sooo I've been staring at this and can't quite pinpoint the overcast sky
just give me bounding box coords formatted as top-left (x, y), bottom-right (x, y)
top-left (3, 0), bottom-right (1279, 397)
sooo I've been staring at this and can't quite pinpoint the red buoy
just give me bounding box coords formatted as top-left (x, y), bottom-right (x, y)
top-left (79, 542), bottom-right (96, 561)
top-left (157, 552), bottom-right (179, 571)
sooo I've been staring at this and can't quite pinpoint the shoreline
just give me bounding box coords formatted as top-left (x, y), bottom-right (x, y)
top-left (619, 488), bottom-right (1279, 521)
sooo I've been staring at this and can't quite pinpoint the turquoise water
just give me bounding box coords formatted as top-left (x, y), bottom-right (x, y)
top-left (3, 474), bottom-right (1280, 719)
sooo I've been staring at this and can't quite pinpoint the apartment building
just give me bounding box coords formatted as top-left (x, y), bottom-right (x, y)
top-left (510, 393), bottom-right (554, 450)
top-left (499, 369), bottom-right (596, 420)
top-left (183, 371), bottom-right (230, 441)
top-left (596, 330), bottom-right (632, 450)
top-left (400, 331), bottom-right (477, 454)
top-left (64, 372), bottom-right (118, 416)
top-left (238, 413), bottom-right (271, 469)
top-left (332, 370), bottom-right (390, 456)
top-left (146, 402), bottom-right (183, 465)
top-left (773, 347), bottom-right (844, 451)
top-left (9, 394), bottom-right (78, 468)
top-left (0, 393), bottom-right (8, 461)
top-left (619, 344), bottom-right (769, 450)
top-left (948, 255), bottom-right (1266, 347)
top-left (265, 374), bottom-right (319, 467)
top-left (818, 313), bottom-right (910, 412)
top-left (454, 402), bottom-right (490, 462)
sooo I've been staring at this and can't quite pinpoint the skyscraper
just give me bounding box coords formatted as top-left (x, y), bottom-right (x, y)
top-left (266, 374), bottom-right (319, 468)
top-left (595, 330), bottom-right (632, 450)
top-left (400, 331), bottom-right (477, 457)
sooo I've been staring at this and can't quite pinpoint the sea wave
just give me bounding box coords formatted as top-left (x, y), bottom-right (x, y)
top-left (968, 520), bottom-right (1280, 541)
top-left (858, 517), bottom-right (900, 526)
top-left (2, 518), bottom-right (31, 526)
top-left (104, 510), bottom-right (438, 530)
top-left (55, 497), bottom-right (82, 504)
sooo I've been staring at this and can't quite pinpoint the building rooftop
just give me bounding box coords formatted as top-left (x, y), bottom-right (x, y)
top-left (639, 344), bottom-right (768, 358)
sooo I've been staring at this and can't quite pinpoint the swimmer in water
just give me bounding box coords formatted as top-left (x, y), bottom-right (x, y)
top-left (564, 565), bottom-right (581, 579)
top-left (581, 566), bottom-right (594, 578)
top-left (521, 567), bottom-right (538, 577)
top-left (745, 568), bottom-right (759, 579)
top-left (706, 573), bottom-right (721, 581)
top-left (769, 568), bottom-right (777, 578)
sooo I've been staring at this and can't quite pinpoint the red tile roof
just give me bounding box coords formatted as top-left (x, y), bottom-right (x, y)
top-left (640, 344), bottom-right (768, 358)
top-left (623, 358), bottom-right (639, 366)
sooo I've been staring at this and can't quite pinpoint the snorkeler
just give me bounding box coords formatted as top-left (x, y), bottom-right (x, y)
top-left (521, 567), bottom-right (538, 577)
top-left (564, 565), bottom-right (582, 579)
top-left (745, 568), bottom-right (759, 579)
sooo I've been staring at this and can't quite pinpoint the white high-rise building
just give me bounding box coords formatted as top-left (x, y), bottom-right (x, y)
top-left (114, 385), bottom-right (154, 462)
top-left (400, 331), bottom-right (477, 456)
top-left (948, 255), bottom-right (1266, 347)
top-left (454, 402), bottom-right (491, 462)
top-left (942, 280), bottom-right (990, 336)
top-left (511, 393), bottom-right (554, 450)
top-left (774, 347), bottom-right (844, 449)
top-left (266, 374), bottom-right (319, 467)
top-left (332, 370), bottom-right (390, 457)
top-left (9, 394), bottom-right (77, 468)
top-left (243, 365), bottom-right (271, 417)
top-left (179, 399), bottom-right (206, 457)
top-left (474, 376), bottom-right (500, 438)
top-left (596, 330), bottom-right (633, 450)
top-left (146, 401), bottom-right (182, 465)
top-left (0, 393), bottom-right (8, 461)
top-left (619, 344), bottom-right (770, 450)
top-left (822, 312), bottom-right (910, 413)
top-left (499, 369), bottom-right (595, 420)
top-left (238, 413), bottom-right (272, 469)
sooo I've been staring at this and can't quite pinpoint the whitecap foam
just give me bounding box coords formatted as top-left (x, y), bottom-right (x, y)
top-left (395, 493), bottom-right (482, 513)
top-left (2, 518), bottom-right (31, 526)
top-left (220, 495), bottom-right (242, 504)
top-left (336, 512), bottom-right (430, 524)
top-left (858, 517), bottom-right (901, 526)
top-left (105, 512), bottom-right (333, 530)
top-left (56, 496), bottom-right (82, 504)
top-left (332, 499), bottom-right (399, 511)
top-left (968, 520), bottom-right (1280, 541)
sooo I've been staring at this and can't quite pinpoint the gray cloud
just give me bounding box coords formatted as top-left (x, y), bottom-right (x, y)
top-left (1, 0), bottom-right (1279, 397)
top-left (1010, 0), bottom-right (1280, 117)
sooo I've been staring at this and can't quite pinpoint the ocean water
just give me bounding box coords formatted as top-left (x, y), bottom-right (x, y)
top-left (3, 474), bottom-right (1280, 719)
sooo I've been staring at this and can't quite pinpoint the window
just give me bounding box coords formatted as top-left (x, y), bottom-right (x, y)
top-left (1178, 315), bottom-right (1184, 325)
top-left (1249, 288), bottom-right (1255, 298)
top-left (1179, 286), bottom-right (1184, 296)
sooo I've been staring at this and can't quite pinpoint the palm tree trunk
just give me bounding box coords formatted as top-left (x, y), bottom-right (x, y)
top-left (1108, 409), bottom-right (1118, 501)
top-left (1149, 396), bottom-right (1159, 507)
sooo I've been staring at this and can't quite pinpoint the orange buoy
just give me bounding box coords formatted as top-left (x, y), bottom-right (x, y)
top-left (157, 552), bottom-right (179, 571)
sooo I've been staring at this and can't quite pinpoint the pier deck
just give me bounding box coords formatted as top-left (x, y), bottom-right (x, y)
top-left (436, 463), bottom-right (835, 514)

• **ACTION ITEM**
Check each line above for the string "water" and return those that contain it.

• **WRITTEN SOLUTION**
sooo I've been staring at this and can't quite pinpoint the turquoise water
sooo I've been staring at this and can't quite pinpoint the swimmer in water
sooo I've been staring at this and can't quite pinpoint the ocean water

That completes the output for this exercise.